* 本文 *
『IN』 桐野夏生
真実は、真実ではないからです。真実と思えたものを書いた時点で、それはフィクションになります。それを知っている作家は、真実と思えるものを魅力的に、そして面白くします。そのためには、真実に間違われるフィクションが必要なのです。ですから、作品はすべてフィクションなのです。(本文より)
タマキは、小説家「緑川未来男」が自分の家庭をモデルに描いた『無垢人』という 小説の取材をしていました。自身も小説家であるタマキは、この小説で描かれていた「○子」という女と緑川の関係を知るにつれ、自分自身の状況に似たものを感じてしまうのでした。
男と女の関係というのは、いつも理不尽なルールで成り立っているような気がします。ちゃんとした相手を見つけ、誠実に、正直に暮らせるカップルというのは、全体からいったらどのくらいの割合なのでしょう?
女が男を選ぶ時、相手をどのくらい好きなのかという尺度と、安定した生活ができるかどうかという尺度があります。
「やっぱりお金がないとね」といって、付き合っていた人を捨てて見合結婚をしたり。2人同時に付き合っていて、よりお金を持っている方を選んだり。計算高い女って結構います。

* 課題 1 *
本文のうち「タマキは、小説家」で始まる段落を、主な事実を残したまま、より短い文章に書き改めてください。
* 課題 2 *
小説『IN』を紹介した本文を、最後の文の後から続けて書いてください。

* 資料抜粋 *
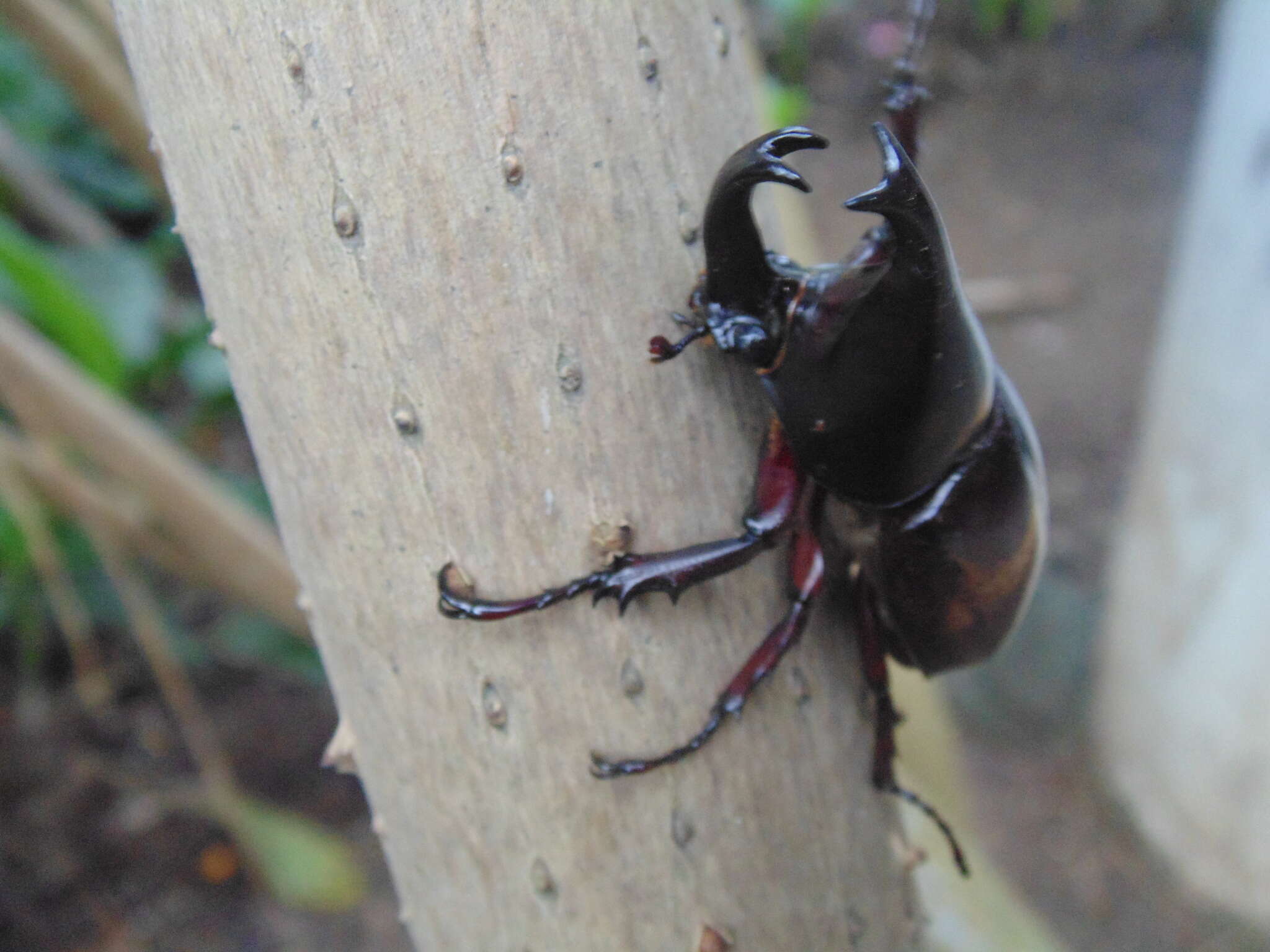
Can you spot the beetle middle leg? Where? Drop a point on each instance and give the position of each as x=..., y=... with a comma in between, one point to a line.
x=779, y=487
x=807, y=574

* 解答例 1 *
小説家のタマキは、緑川未来男が自分の家庭をモデルに書いた小説『無垢人』を取材していた。作中の「○子」と緑川の関係を知るにつれ、タマキはそこに自分の状況と似たものを感じた。

* 解答例 2 *
逆に「どうしようもない男なんだけど」、「悪い男なんだけど」、別れることができない、どう考えたって先がないのに、ズルズルと付き合ってる女というのもいます。
タマキは後者のタイプで、相手のだらしなさに魅力を感じているようなところがあります。だからこそ、「無垢人」を書いた緑川にも興味を持ったのかもしれません。
読み始めは、桐野さんの作品としては毒が少ない感じかなぁって思っていたのですが、読めば読むほどダークになってきて、特に緑川の妻である千代子との会話には、ゾクゾクっとしてしまいました。キツイ女というのは、歳をとっても決して丸くはならないというところに妙なリアリティを感じました。
桐野さんの作品では、やっぱり女がみんな怖いですね。それに比べると男はみな少年のままのようです。
優しい人が好きって言う人が多いけど、そういう人ってどれくらいいるんでしょう?わたしも含めて、色んな事を忘れない人は、決して優しくはありません。ずっとずっと胸の中に恨みや怒りを持ち続けて生きているのですから。
適当に忘れてくれる人こそが、本当に優しい人なのではありませんか?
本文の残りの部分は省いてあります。